*** Opening PASSAGE ***
A combination of high profiteering and low wages has made some shareholders and company chief executives extraordinarily rich.

While there is an understandable – and correct – furore over the salaries of some charity chief execs these pale into insignificance compared to the mobile phone-number salaries of most bank CEOs.

In the midst of the crisis facing millions of people in Britain the Tory Party is obsessed with the supposedly excessive power of trade unions, and unfortunately the Labour leadership seems to have fallen into the trap of this debate.

This isn’t doing the party’s fortunes any good, and indeed is deeply dispiriting to many of its activists and supporters. A letter published in yesterday’s “I” newspaper is typical. Labour supporter Brian Dooley wrote: “The Labour Party has moved too far to the right – it allows the Tories to set its agenda, has abandoned socialism, has become compliant to the coalition and provides no alternative to the draconian austerity measures.”

Labour’s forthcoming Brighton conference should start by moving in a different direction. The benefit cap so beloved of Iain Duncan Smith affects 700 families in my borough alone. Some will be forced to move away from their families, schools or jobs simply to survive in the feverish London property market.

The bedroom tax is presented by the coalition as a way of sharing out hard-pressed council accommodation, yet in reality it’s a penalty on families who have nowhere to go even if they wanted to move.

It’s just a way of cutting the funds of families who desperately need the money.

Reality television encourages this whole debate by endlessly focusing on so-called scroungers.

Maybe the BBC and other media outlets could take a walk round the centre of any of our big cities and see the number of homeless and street sleepers who have been cruelly cast aside by the destruction of our welfare state.

Quite bluntly, if the labour movement doesn’t stand up for the principles of the welfare safety net and the right to universal services such as the NHS remaining free, then they will be so eroded they will disappear.
*** Closing PASSAGE ***
WHAT TO WORK ON:
a. Rewrite the part of the commentary on welfare cuts that opens with the words containing "Quite bluntly, if" and closes with "they will disappear.", changing "welfare safety net" to "social safety net".
b. Extend the commentary on welfare cuts by writing what comes after its final sentence.
The data placed after this point has no role in this exercise.
*** Opening EXCERPTED DATA ***
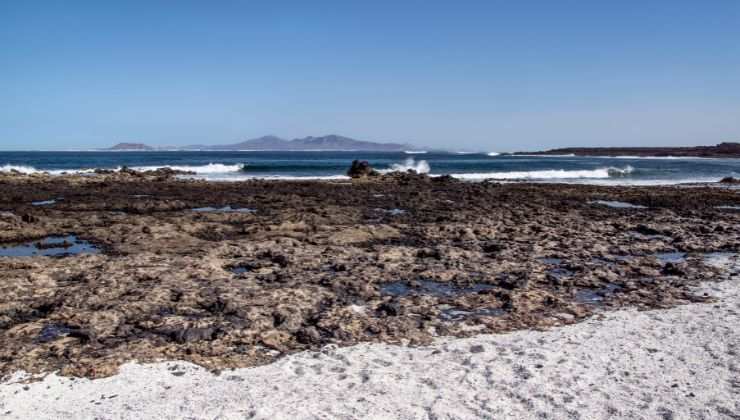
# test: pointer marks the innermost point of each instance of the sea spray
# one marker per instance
(421, 166)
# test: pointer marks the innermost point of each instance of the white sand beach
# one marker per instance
(681, 363)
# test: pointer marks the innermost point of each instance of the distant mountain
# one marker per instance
(728, 150)
(329, 142)
(130, 146)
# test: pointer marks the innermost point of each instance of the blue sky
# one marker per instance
(489, 75)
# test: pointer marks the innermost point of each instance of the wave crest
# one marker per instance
(211, 168)
(599, 173)
(19, 168)
(421, 166)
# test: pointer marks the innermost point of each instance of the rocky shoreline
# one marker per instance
(263, 269)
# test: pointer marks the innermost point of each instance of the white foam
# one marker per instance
(421, 167)
(19, 168)
(236, 178)
(211, 168)
(600, 173)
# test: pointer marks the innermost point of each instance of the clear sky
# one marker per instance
(489, 75)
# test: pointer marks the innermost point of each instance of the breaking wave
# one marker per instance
(421, 166)
(599, 173)
(211, 168)
(18, 168)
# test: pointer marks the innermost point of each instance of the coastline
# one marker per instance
(379, 277)
(622, 365)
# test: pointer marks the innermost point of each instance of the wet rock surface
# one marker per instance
(317, 264)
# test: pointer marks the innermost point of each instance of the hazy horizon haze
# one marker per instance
(490, 75)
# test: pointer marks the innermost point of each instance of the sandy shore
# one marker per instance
(398, 297)
(679, 363)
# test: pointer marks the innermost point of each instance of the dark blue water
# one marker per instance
(244, 165)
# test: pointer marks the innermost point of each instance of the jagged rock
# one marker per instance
(361, 169)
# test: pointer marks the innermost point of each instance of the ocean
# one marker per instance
(234, 166)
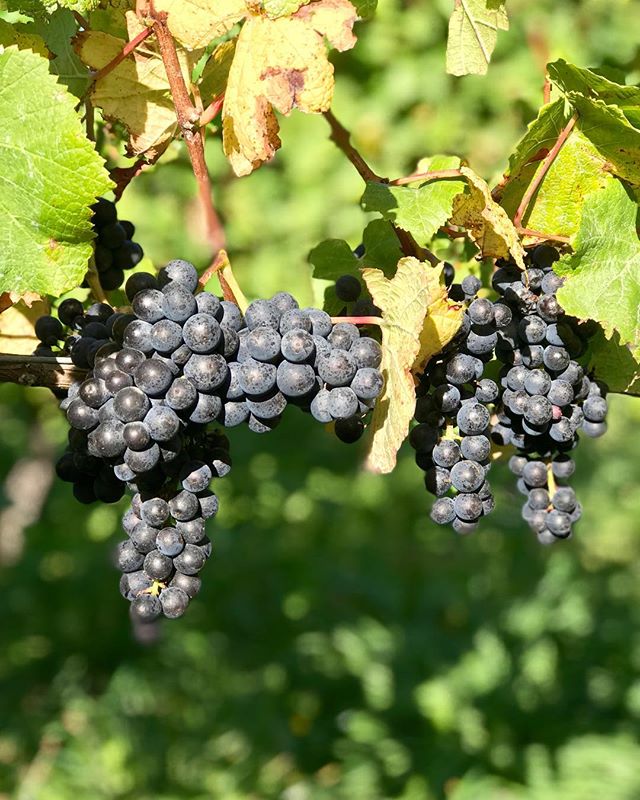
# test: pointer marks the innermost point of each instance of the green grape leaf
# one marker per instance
(488, 224)
(365, 8)
(540, 137)
(22, 38)
(404, 301)
(333, 257)
(473, 32)
(58, 30)
(615, 364)
(556, 208)
(576, 80)
(602, 275)
(50, 174)
(420, 210)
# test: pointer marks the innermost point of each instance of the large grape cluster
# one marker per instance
(160, 377)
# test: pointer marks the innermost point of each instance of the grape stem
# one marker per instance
(542, 171)
(51, 372)
(359, 320)
(188, 120)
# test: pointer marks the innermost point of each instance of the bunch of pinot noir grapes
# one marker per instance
(160, 377)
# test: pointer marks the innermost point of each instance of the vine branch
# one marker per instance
(341, 137)
(53, 373)
(188, 120)
(544, 168)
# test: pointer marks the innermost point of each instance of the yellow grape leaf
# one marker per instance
(488, 223)
(280, 63)
(473, 32)
(403, 300)
(136, 92)
(17, 323)
(10, 35)
(196, 23)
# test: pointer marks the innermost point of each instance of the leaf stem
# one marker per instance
(544, 168)
(435, 175)
(126, 50)
(341, 137)
(211, 111)
(54, 373)
(188, 120)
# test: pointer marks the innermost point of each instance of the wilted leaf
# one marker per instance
(280, 64)
(404, 300)
(602, 275)
(473, 32)
(487, 222)
(50, 174)
(195, 23)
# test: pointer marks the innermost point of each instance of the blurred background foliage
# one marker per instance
(343, 646)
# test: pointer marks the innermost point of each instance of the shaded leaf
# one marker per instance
(488, 223)
(602, 275)
(404, 300)
(50, 174)
(420, 209)
(280, 64)
(473, 32)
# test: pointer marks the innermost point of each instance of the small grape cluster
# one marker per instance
(181, 361)
(115, 251)
(453, 411)
(546, 398)
(538, 400)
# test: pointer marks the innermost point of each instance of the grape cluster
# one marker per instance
(159, 377)
(115, 250)
(547, 399)
(537, 400)
(453, 411)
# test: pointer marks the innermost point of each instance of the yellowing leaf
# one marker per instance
(136, 92)
(440, 326)
(17, 333)
(195, 23)
(473, 32)
(403, 300)
(280, 63)
(487, 222)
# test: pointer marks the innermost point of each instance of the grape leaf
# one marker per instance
(473, 32)
(422, 209)
(58, 29)
(487, 223)
(576, 80)
(556, 208)
(404, 300)
(602, 275)
(615, 364)
(280, 64)
(17, 327)
(540, 137)
(334, 257)
(50, 173)
(195, 23)
(21, 38)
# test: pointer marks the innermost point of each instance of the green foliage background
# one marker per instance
(342, 646)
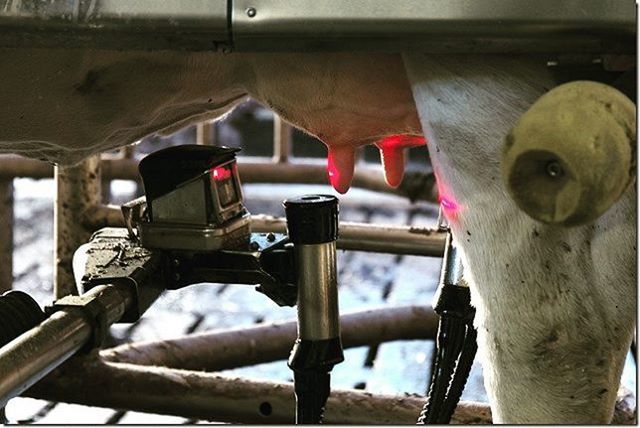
*** Closing EXCERPTED DATA ***
ANSWERS BELOW:
a.
Quite bluntly, if the labour movement doesn’t stand up for the principles of the social safety net and the right to universal services such as the NHS remaining free, then they will be so eroded they will disappear.

b.
The 60 years from the 1940s on will be seen historically as a lost golden age when we tried to become a civilised society. The protests planned in Manchester on September 29 are thus not just a demonstration outside the Tory Party conference.

They are a way of putting pressure on the government over the NHS and welfare, and also of sending a stern message to MPs of all parties – including Labour – that they have a duty to protect the great achievements of the welfare state, including the NHS.

Pernicious message of exclusion

Images of burly uniformed Home Office officials stopping people at London railway stations over the last few days – accompanied by an advertising van touring the streets of Brent telling “illegals” to go home - typify the nasty image of Theresa May and this government.

These officials are apparently told to apprehend anyone who appears to be, for example, avoiding eye contact or walking away from them in a station – behaviours which are obviously indicative of illegally migrating to this country.

As of last week the details of 139 “suspects” had been taken. The officers will move on to different parts of London and no doubt other cities.

A lot of people are, quite rightly, appalled at this – and soon enough the process is bound to be contracted out to G4S or some similarly seedy security company. There are people who are surviving in Britain without any papers giving them the permanent right to remain.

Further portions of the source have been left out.